:: TRECHO DO DOCUMENTO ::

O cantor católico assumiu como missão, no início do governo, lidar com órgãos como o Detran, um dos mais conhecidos pelos esquemas de corrupção dos anos anteriores no Rio. O departamento de trânsito é um dos que tinha, até hoje, forte influência do Pastor Everaldo, presidente nacional do PSC. Ele foi preso na operação.
Durante a pandemia do coronavírus, Cláudio vinha coordenando um mutirão de distribuição de cestas básicas, e foi escalado para correr atrás do prejuízo político de Witzel na Alerj, por causa de sua boa interlocução com a classe política. Ou seja, ficou nas mãos do primeiro beneficiado por um eventual impeachment articular contra o impeachment. E a situação sempre foi complicada. Apesar de os pedidos de afastamento terem como base jurídica a operação Placebo, que atingiu o governador após indícios de corrupção na Saúde em plena pandemia, a tentativa de tirar Witzel do cargo também carrega forte contexto político.
A relação com a Assembleia já vinha esgarçada. Ex-secretário de Desenvolvimento Econômico e homem-forte do governador, o advogado Lucas Tristão, também preso hoje de manhã, simbolizava o que os deputados consideram o modo desrespeitoso com o qual o Executivo lidava com o Legislativo.
Cláudio foi chefe de gabinete de Márcio Pacheco (PSC), com quem também já dividiu os palcos de shows católicos. Líder do governo na Casa até pouco depois da operação Placebo, o deputado foi denunciado há dois meses no âmbito das investigações sobre “rachadinha” na Alerj, numa apuração parecida com a que atinge Flávio Bolsonaro.
Assim como Witzel, Cláudio não nasceu em terras fluminenses. É de Santos, no litoral paulista, e foi para o Rio ainda criança. Entre os que o acompanham no trabalho, é tido como conciliador. Nas agendas públicas do governador, está sempre lá, mas pouco fala.

:: TAREFA ::
Responda com base no trecho do documento:
1. Quem é o presidente nacional do PSC?
2. Em que cidade Cláudio nasceu?
3. Que cargo Lucas Tristão ocupou no governo?

:: DADOS EM ANÁLISE ::
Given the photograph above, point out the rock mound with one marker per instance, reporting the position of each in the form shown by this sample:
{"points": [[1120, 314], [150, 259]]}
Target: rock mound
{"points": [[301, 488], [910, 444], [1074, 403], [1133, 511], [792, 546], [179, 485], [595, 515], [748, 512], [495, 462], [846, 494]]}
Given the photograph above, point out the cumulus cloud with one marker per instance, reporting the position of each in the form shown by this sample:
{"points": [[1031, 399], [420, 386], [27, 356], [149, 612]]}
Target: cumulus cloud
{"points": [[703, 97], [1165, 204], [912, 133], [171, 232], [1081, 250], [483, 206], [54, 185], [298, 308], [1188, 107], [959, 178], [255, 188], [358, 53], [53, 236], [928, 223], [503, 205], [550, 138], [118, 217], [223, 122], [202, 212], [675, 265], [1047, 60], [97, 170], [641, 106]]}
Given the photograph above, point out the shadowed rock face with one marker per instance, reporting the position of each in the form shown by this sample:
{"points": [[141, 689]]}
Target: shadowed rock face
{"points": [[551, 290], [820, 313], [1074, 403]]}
==
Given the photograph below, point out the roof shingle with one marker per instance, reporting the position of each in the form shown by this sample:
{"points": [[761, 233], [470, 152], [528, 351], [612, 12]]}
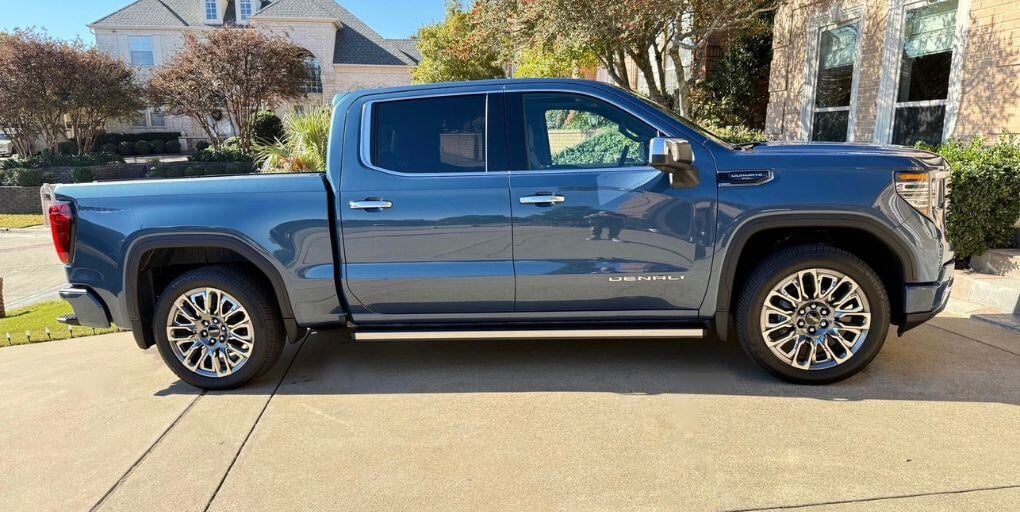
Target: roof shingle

:: RESPOSTA ::
1. O Pastor Everaldo.
2. Em Santos, no litoral paulista.
3. Foi secretário de Desenvolvimento Econômico.